(Records from a data collection)
-------

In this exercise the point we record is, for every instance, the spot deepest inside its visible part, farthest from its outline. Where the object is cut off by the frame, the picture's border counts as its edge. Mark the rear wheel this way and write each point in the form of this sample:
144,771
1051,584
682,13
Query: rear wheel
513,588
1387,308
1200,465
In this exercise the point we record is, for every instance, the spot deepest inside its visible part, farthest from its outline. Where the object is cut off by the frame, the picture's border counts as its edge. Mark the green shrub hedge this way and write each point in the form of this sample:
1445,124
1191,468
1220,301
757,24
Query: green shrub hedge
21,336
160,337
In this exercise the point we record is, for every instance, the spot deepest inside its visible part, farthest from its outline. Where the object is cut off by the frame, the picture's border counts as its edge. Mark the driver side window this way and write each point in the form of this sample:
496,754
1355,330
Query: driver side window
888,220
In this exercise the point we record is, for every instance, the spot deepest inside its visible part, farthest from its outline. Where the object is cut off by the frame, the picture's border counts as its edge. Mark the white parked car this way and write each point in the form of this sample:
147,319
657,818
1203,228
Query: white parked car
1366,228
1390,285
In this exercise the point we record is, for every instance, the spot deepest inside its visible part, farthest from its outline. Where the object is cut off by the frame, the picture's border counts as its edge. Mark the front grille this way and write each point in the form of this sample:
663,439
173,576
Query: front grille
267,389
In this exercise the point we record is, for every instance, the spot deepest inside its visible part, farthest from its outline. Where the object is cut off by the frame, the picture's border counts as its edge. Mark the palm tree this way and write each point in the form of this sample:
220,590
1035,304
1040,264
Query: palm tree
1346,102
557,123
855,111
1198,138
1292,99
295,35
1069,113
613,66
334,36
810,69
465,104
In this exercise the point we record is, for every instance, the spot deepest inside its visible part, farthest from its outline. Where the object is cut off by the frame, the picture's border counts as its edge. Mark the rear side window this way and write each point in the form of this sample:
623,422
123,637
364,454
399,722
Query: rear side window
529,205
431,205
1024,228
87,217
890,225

-------

Edit the lines from the one containing "the rear side" through the end of the records, inclusive, so that "outline" becomes "boundary", and reproduce them with nothing else changed.

In this exercise the point we record is, for every instance, the spot deepest inside its visible part, farthest from its boundary. Where the object is cut off by the frame, the picture's border counts as its edge. Mark the rear side window this way and write each point in the form of this sample:
623,422
123,637
364,454
399,722
Query: rear side window
529,205
431,205
1024,228
87,217
890,225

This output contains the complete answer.